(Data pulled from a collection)
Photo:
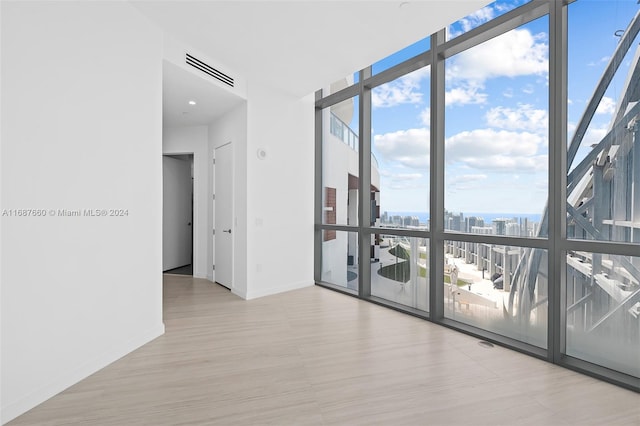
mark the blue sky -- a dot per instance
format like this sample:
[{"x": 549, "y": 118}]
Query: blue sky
[{"x": 496, "y": 111}]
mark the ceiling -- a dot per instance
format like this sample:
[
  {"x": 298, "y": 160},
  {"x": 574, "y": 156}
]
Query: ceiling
[
  {"x": 180, "y": 86},
  {"x": 294, "y": 46}
]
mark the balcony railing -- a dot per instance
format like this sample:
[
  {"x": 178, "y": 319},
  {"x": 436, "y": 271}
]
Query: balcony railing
[{"x": 343, "y": 132}]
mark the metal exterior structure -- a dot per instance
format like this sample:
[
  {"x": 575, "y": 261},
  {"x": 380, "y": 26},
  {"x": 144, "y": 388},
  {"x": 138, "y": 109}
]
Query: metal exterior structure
[{"x": 583, "y": 266}]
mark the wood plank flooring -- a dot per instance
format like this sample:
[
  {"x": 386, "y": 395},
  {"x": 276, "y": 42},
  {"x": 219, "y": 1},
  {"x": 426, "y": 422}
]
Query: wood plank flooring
[{"x": 313, "y": 357}]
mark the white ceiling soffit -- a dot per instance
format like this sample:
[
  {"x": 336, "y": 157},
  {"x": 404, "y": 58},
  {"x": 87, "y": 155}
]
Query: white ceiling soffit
[
  {"x": 301, "y": 46},
  {"x": 179, "y": 86}
]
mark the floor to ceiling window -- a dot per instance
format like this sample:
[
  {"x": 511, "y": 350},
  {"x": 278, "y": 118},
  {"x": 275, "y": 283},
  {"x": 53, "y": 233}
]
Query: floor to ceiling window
[{"x": 486, "y": 178}]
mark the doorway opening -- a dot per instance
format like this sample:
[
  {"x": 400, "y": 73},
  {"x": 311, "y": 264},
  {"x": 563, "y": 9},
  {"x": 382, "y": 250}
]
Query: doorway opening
[{"x": 177, "y": 218}]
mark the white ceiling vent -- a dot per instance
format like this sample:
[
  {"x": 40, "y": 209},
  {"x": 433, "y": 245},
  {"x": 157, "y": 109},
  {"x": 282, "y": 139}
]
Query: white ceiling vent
[{"x": 208, "y": 69}]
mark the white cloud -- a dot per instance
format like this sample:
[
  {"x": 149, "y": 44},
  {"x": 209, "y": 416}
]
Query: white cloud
[
  {"x": 409, "y": 148},
  {"x": 505, "y": 151},
  {"x": 515, "y": 53},
  {"x": 602, "y": 60},
  {"x": 528, "y": 89},
  {"x": 465, "y": 96},
  {"x": 465, "y": 182},
  {"x": 524, "y": 117},
  {"x": 607, "y": 106},
  {"x": 404, "y": 180},
  {"x": 472, "y": 21},
  {"x": 405, "y": 90},
  {"x": 425, "y": 117}
]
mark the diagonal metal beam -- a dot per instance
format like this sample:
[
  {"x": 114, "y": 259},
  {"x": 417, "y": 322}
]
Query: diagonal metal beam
[
  {"x": 631, "y": 299},
  {"x": 615, "y": 61},
  {"x": 579, "y": 302},
  {"x": 605, "y": 143}
]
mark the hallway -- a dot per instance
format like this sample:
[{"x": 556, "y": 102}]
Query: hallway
[{"x": 314, "y": 356}]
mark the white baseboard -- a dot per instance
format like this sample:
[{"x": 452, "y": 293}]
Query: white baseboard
[
  {"x": 254, "y": 294},
  {"x": 69, "y": 378},
  {"x": 242, "y": 294}
]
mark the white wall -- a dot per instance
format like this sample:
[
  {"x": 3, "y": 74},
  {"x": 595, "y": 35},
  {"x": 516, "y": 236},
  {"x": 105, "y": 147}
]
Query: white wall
[
  {"x": 232, "y": 127},
  {"x": 194, "y": 139},
  {"x": 81, "y": 129},
  {"x": 279, "y": 192}
]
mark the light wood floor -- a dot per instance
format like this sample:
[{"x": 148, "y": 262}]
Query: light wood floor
[{"x": 313, "y": 356}]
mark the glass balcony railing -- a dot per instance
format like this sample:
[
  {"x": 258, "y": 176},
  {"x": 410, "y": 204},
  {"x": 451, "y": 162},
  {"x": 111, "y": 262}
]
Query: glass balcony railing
[{"x": 343, "y": 132}]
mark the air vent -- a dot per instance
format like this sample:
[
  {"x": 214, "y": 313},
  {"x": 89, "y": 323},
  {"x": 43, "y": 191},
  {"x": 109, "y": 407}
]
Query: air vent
[{"x": 207, "y": 69}]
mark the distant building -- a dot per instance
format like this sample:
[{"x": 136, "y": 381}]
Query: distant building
[{"x": 500, "y": 226}]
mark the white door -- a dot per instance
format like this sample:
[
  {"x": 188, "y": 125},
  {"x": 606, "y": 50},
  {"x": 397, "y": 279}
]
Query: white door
[
  {"x": 177, "y": 187},
  {"x": 223, "y": 184}
]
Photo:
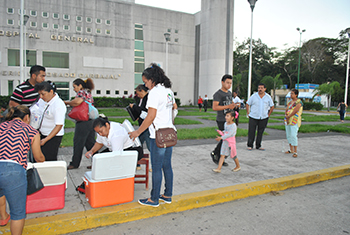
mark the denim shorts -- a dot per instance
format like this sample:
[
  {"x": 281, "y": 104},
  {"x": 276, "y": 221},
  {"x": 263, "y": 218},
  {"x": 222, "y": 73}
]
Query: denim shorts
[{"x": 13, "y": 185}]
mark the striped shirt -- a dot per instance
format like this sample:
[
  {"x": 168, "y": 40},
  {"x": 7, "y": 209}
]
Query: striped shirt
[
  {"x": 24, "y": 94},
  {"x": 14, "y": 144}
]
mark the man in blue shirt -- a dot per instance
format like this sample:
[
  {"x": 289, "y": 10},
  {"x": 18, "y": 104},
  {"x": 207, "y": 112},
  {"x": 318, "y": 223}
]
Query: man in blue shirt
[{"x": 259, "y": 108}]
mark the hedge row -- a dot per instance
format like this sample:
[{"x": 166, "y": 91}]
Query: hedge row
[{"x": 312, "y": 105}]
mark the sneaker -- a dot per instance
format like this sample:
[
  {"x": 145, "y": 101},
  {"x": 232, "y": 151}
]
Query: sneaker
[
  {"x": 145, "y": 202},
  {"x": 165, "y": 199},
  {"x": 214, "y": 157}
]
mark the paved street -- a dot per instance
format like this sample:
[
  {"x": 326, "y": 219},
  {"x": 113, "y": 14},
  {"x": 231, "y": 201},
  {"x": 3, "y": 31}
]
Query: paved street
[{"x": 322, "y": 208}]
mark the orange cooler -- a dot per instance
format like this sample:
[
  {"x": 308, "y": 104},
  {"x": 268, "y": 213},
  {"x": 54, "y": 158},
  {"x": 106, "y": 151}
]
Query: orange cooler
[
  {"x": 53, "y": 174},
  {"x": 111, "y": 180}
]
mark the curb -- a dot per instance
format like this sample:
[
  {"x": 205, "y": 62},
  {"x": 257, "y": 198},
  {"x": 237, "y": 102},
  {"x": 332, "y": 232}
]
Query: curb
[{"x": 72, "y": 222}]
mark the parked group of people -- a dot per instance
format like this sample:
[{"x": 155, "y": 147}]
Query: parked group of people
[{"x": 259, "y": 108}]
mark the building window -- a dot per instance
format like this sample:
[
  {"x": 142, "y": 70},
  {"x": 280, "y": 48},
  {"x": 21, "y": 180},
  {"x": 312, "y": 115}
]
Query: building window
[
  {"x": 33, "y": 13},
  {"x": 10, "y": 10},
  {"x": 19, "y": 12},
  {"x": 45, "y": 14},
  {"x": 56, "y": 59},
  {"x": 10, "y": 87},
  {"x": 63, "y": 90},
  {"x": 33, "y": 24},
  {"x": 13, "y": 57}
]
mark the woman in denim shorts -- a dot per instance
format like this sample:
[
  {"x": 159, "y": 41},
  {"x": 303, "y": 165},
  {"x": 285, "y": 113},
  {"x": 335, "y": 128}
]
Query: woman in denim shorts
[{"x": 14, "y": 146}]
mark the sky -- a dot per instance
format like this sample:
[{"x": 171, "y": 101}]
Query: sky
[{"x": 275, "y": 21}]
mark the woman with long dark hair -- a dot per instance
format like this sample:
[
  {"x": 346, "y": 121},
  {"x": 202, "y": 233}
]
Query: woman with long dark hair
[
  {"x": 84, "y": 134},
  {"x": 160, "y": 104}
]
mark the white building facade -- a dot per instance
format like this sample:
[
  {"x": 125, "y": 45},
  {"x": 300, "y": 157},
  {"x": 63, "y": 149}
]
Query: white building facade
[{"x": 113, "y": 41}]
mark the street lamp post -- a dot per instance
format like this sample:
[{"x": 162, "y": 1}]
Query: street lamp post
[
  {"x": 347, "y": 70},
  {"x": 252, "y": 5},
  {"x": 167, "y": 40},
  {"x": 25, "y": 20},
  {"x": 300, "y": 31}
]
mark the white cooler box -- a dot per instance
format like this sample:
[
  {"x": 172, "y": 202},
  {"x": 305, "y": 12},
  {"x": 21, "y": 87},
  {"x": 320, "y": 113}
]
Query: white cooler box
[
  {"x": 111, "y": 180},
  {"x": 53, "y": 174}
]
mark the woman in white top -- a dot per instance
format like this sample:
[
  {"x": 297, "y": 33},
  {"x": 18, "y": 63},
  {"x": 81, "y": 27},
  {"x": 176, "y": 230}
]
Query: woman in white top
[
  {"x": 52, "y": 123},
  {"x": 112, "y": 135},
  {"x": 160, "y": 106}
]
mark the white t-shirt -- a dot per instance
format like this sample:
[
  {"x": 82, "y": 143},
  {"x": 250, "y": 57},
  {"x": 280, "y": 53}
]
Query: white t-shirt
[
  {"x": 117, "y": 139},
  {"x": 161, "y": 99},
  {"x": 54, "y": 115}
]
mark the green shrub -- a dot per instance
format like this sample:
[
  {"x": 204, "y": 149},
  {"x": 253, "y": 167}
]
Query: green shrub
[{"x": 312, "y": 105}]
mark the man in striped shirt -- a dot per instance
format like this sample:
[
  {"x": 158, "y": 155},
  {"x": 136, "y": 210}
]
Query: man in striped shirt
[{"x": 24, "y": 94}]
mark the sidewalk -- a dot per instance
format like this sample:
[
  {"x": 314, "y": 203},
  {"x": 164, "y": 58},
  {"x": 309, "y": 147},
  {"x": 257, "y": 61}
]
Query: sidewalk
[{"x": 195, "y": 185}]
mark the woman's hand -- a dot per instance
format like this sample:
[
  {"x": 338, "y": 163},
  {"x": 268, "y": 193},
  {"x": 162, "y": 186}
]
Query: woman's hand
[{"x": 133, "y": 135}]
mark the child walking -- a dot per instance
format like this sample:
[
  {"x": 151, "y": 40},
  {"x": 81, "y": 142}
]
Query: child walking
[{"x": 228, "y": 136}]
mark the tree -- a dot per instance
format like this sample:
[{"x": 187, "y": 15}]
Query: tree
[{"x": 327, "y": 89}]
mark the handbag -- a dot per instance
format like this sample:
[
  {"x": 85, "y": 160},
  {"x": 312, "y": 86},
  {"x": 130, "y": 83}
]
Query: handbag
[
  {"x": 93, "y": 112},
  {"x": 80, "y": 112},
  {"x": 34, "y": 183},
  {"x": 165, "y": 137}
]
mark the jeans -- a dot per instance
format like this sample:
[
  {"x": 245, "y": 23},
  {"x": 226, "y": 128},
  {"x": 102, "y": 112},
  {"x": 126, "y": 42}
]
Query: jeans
[
  {"x": 144, "y": 137},
  {"x": 292, "y": 134},
  {"x": 161, "y": 163},
  {"x": 84, "y": 136},
  {"x": 254, "y": 124},
  {"x": 13, "y": 185}
]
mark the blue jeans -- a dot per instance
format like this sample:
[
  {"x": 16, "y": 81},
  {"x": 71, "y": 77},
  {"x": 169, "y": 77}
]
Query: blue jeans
[
  {"x": 13, "y": 185},
  {"x": 144, "y": 137},
  {"x": 161, "y": 163}
]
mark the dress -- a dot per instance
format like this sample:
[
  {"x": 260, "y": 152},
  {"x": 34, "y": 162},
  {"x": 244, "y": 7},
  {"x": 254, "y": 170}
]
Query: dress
[
  {"x": 293, "y": 124},
  {"x": 228, "y": 136}
]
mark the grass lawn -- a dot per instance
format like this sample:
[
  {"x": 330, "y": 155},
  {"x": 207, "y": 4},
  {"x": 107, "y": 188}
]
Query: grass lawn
[{"x": 317, "y": 128}]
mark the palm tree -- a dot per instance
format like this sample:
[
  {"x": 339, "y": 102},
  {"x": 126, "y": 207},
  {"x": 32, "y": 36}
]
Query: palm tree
[{"x": 327, "y": 89}]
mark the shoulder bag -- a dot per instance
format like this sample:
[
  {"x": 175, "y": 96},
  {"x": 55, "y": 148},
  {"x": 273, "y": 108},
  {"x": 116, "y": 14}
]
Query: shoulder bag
[
  {"x": 34, "y": 183},
  {"x": 165, "y": 137},
  {"x": 80, "y": 112}
]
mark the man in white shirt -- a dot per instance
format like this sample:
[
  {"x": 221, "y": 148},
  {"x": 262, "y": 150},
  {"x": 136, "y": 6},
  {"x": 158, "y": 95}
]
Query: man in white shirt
[{"x": 259, "y": 108}]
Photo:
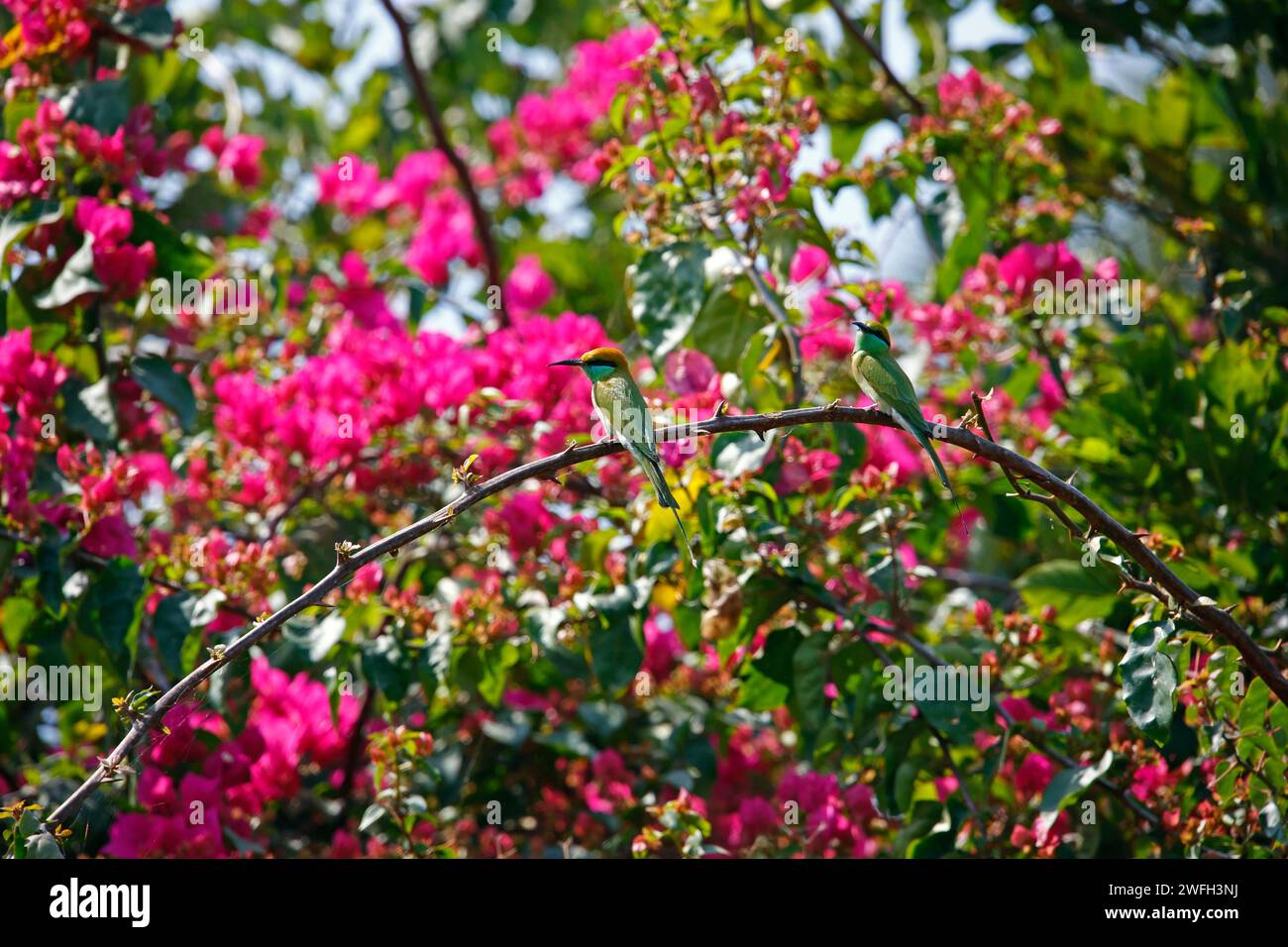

• Instructions for the task:
Tally the lines in the records above that contain the string "shirt", treating case as significant, and give only the number.

• Output for this task:
10